- AIM OF THE TASK
Look below for the line containing "Where can the green balloon". Reproduce it and every line after it exactly, and nothing more.

- WORKING DATA
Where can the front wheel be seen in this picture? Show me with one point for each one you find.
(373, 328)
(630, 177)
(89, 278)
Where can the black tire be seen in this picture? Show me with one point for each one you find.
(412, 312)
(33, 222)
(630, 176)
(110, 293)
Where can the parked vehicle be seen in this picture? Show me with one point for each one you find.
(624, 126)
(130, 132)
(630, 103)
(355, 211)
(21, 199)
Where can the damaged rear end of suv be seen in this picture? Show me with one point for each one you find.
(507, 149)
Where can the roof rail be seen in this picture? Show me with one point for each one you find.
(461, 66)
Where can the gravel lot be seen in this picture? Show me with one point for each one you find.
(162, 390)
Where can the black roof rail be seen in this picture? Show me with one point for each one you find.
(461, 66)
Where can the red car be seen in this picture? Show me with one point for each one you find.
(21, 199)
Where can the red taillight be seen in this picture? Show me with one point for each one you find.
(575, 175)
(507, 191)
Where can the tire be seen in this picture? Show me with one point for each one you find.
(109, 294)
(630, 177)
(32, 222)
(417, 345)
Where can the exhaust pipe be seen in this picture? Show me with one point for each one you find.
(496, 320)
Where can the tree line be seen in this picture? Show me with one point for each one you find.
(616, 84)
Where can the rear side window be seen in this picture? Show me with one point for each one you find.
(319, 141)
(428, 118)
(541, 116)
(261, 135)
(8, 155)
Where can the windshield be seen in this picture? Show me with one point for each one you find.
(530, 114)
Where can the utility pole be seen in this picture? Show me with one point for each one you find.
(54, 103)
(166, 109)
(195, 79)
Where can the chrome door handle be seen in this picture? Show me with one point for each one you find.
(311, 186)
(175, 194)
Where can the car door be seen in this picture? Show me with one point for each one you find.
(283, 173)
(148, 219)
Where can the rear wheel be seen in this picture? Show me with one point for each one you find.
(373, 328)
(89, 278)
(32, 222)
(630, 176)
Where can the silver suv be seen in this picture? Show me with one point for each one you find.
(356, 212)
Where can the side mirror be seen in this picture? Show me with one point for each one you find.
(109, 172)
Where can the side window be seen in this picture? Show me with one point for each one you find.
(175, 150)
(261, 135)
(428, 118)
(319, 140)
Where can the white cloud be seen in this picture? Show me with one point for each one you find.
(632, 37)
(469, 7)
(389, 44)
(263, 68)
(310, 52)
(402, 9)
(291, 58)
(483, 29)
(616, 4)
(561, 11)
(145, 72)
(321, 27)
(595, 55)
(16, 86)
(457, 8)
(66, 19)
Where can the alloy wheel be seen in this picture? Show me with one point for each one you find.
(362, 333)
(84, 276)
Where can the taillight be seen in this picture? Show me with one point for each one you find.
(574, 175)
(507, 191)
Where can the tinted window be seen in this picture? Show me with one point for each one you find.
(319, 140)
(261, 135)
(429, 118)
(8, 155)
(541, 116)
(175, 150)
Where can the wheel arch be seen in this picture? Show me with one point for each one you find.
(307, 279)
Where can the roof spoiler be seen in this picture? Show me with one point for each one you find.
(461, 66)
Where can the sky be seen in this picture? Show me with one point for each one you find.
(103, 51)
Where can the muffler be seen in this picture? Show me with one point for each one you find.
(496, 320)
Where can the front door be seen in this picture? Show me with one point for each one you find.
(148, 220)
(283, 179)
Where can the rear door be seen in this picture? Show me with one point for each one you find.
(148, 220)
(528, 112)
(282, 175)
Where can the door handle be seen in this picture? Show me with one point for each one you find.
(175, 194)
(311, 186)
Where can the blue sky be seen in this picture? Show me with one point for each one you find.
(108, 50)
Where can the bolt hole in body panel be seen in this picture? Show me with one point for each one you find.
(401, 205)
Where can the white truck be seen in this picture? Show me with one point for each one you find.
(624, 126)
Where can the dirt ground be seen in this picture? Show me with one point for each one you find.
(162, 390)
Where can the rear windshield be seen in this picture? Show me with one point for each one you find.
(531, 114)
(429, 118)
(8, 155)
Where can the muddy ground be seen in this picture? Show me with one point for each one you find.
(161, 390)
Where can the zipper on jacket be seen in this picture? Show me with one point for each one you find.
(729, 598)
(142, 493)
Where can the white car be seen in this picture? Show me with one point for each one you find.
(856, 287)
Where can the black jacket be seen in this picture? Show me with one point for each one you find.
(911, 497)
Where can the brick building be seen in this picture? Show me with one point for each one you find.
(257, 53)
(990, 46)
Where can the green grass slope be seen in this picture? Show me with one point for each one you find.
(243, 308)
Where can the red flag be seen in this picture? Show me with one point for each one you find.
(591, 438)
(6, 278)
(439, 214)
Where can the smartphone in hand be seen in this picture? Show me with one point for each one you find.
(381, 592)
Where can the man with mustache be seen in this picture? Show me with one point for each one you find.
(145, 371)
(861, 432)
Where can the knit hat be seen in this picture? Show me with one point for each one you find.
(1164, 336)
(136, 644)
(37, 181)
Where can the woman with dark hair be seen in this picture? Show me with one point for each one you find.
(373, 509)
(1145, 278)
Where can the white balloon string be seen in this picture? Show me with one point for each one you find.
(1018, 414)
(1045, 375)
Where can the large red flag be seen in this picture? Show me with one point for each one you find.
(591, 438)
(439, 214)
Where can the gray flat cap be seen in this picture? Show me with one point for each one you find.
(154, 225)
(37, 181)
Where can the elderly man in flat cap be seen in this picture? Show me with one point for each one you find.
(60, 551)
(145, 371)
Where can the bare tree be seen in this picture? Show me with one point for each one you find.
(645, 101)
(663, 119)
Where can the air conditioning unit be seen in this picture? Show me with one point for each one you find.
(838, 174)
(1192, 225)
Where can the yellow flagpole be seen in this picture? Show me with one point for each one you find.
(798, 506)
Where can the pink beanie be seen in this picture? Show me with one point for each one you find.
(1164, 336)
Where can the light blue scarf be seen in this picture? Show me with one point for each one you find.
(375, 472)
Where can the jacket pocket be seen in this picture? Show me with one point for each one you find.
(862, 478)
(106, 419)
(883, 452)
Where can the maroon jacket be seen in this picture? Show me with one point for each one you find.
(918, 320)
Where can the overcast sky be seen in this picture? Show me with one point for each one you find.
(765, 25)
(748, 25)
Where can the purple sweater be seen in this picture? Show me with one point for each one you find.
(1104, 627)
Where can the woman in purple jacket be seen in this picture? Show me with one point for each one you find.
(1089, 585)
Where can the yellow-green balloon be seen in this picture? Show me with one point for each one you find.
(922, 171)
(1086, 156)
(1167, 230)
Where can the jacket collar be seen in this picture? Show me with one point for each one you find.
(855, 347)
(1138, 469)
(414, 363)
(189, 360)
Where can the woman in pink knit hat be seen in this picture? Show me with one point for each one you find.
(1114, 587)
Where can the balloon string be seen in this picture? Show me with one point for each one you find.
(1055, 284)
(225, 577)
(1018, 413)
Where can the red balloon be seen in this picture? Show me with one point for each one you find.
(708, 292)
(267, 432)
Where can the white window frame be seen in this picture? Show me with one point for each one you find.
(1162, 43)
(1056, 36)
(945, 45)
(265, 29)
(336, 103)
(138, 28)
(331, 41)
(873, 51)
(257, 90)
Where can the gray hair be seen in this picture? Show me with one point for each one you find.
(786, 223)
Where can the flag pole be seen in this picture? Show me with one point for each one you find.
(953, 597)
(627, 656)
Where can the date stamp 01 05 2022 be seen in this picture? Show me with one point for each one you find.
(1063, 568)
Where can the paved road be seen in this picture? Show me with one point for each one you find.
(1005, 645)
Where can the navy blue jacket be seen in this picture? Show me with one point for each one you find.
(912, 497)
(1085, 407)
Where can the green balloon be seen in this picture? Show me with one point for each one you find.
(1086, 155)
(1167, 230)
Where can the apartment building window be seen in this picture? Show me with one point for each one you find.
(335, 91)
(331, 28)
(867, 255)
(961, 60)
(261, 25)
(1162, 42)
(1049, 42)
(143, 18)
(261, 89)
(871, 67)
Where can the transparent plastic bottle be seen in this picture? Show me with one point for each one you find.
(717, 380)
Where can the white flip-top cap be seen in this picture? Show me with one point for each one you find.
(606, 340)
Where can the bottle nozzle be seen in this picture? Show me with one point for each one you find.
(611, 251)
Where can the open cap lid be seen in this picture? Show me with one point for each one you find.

- SOLUTION TO THE PROBLEM
Where can the green balloon be seen in this picture? Show me with one point for each one you find.
(1086, 155)
(1167, 230)
Where can the apartment building window be seen in this picture? Show me with one point for each one you find.
(335, 91)
(331, 28)
(867, 255)
(961, 60)
(261, 25)
(1162, 42)
(1049, 42)
(143, 18)
(261, 89)
(871, 67)
Where can the transparent plastic bottle be seen in this picture? Show me with one point for each one you find.
(717, 380)
Where can the white flip-top cap be seen in this picture? Show me with one point for each one you find.
(606, 340)
Where can the bottle nozzle be seen in this picture? Show me with one point for each one you find.
(611, 251)
Where can the open cap lid be seen in this picture? Show me with one point for each one you find.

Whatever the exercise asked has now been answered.